=== TEXTE À LIRE ===
20.6.11

La misère et sa suite


Photo : Robert Frank, The Americans.

Comme mon ami Clarence, le film À Saint-Henri le 26 août a suscité chez moi son lot de réflexions. Les mêmes et d'autres aussi. Je propose ici une amorce de réponse... à poursuivre éventuellement. Je dois noter que je n’habite pas Saint-Henri. C’est un quartier que je connais de loin. On comprendra donc que ma réaction au documentaire de Shannon Walsh, À Saint-Henri, le 26 août, n’a pu être influencée par une vision intime du quartier comme celle qu’a présentée Clarence. J’aurais aimé, comme lui, pouvoir reprendre avec précision les détails du quartier et les oublis, les irrégularités dans la réalisation. Je me contenterai donc de soulever – dans une perspective plus large - certains questionnements qu’ont fait surgir chez moi le visionnement du film.

=== EXTRAITS DES ENTRÉES ===
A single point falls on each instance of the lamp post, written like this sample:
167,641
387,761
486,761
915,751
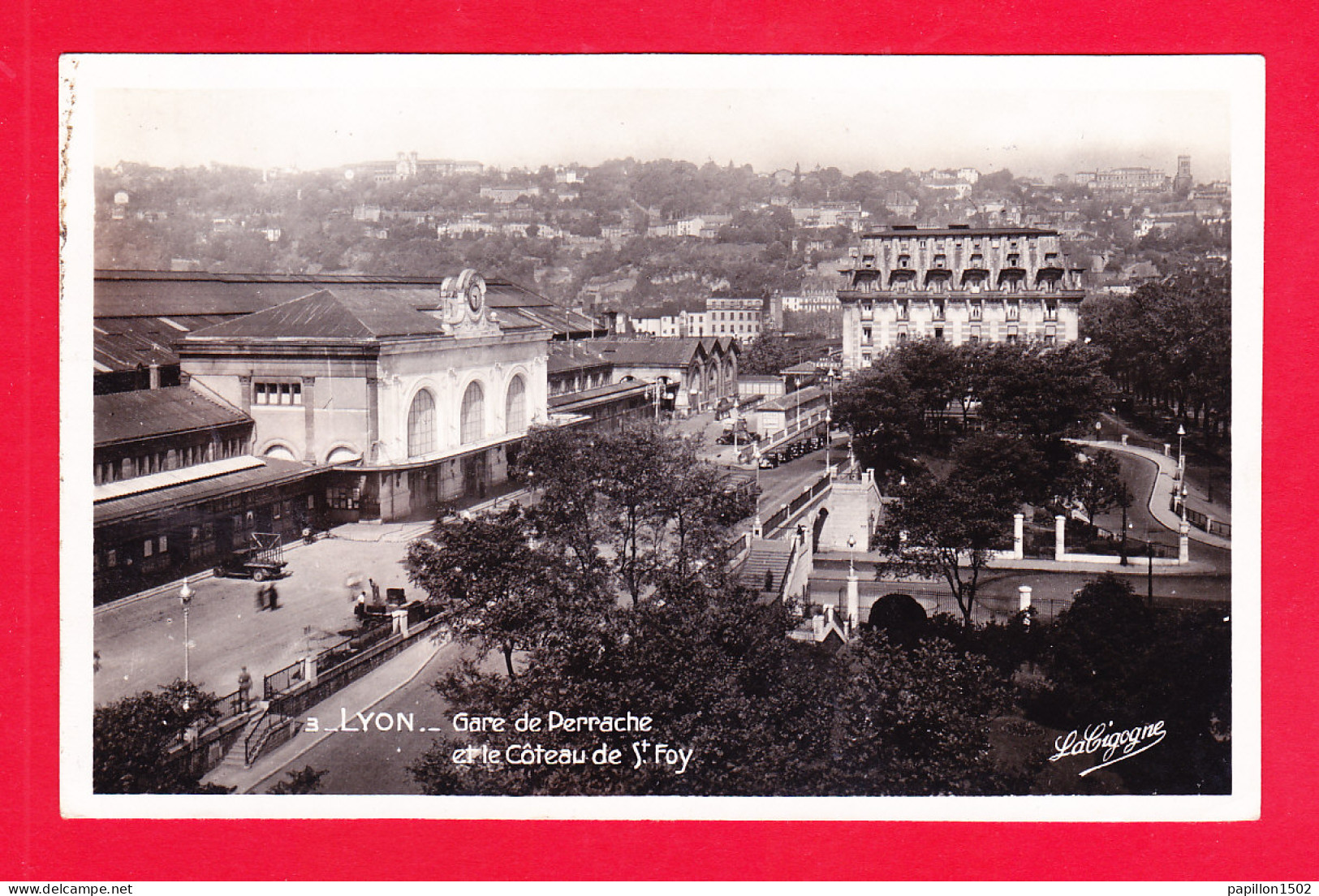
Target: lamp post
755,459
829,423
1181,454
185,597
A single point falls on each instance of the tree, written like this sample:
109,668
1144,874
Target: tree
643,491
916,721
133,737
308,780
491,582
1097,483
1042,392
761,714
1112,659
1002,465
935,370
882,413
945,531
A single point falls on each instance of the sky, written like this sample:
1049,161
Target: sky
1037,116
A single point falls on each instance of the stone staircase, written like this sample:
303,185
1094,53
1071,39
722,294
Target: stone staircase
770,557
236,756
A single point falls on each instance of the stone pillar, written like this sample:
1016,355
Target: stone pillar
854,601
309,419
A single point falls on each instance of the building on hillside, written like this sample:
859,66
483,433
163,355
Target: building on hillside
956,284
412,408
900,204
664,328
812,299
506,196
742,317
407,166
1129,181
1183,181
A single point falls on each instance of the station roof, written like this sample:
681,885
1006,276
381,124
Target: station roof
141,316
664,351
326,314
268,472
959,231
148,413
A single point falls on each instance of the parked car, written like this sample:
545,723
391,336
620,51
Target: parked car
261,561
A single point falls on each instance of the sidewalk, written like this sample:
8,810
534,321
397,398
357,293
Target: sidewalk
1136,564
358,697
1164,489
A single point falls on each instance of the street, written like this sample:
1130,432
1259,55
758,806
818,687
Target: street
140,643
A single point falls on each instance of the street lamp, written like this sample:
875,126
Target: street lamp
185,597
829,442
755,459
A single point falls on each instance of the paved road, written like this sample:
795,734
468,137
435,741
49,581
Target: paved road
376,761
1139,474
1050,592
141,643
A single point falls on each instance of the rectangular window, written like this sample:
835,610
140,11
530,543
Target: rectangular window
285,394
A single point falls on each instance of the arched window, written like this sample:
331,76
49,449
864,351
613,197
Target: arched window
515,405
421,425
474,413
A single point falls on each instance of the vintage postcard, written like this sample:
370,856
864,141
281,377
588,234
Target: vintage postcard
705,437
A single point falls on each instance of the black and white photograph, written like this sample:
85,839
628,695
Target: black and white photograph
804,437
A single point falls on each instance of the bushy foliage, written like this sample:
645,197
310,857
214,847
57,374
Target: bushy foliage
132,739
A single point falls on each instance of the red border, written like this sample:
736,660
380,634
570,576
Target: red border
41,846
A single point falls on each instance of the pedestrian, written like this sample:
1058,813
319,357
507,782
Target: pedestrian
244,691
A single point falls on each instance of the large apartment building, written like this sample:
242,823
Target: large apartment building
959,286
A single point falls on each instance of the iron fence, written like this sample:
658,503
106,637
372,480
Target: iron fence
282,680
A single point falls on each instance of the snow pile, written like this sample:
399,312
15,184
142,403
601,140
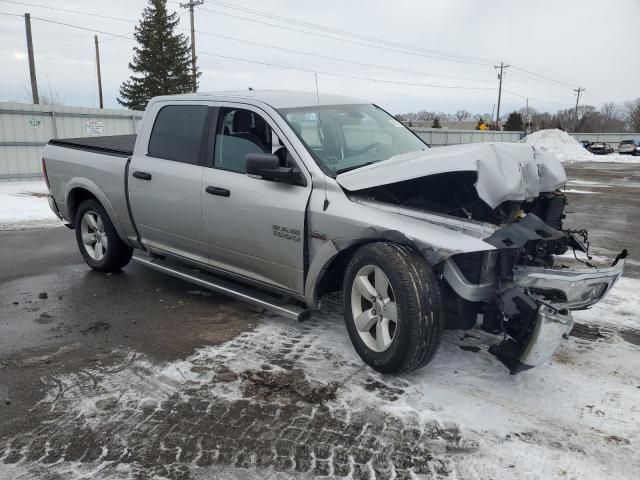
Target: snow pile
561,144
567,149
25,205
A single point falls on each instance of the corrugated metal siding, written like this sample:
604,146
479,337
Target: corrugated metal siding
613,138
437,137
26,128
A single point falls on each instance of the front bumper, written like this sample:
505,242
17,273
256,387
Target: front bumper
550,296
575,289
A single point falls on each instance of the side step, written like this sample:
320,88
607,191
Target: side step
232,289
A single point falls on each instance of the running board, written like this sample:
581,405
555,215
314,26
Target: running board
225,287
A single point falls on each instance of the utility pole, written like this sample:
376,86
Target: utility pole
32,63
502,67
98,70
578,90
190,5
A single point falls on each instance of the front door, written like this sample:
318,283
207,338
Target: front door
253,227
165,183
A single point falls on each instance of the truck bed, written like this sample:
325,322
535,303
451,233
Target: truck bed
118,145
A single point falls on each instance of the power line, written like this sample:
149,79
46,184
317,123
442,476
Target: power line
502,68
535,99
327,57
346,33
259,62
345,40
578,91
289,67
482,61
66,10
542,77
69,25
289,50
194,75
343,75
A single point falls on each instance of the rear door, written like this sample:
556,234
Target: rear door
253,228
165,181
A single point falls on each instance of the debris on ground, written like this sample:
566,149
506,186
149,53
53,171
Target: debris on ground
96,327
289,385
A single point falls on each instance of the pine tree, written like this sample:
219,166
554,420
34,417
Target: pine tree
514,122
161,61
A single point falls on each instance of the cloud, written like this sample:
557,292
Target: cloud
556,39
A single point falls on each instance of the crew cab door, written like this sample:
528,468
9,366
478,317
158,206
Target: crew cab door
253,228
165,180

=== CONSIGNES ===
[A] D'après le texte à lire, qui a réalisé le documentaire À Saint-Henri, le 26 août ?
[B] Relevez tous les noms de personnes qui figurent dans le texte à lire.
[C] Résumez en quelques lignes le paragraphe du texte à lire qui commence par « Comme mon ami Clarence », en gardant ses idées principales.

=== RÉPONSES ATTENDUES ===
[A] Shannon Walsh.

[B] Robert Frank, Clarence, Shannon Walsh

[C] Comme mon ami Clarence, j'ai beaucoup réfléchi après avoir vu le film À Saint-Henri le 26 août. Ce texte est un début de réponse, que je compléterai peut-être. Je n'habite pas Saint-Henri et je ne connais le quartier que de loin. Je ne peux donc pas, comme Clarence, en donner une vision intime ni relever en détail les oublis et les irrégularités de la réalisation. Je pose plutôt, dans une perspective plus large, quelques questions que le documentaire de Shannon Walsh a fait naître chez moi.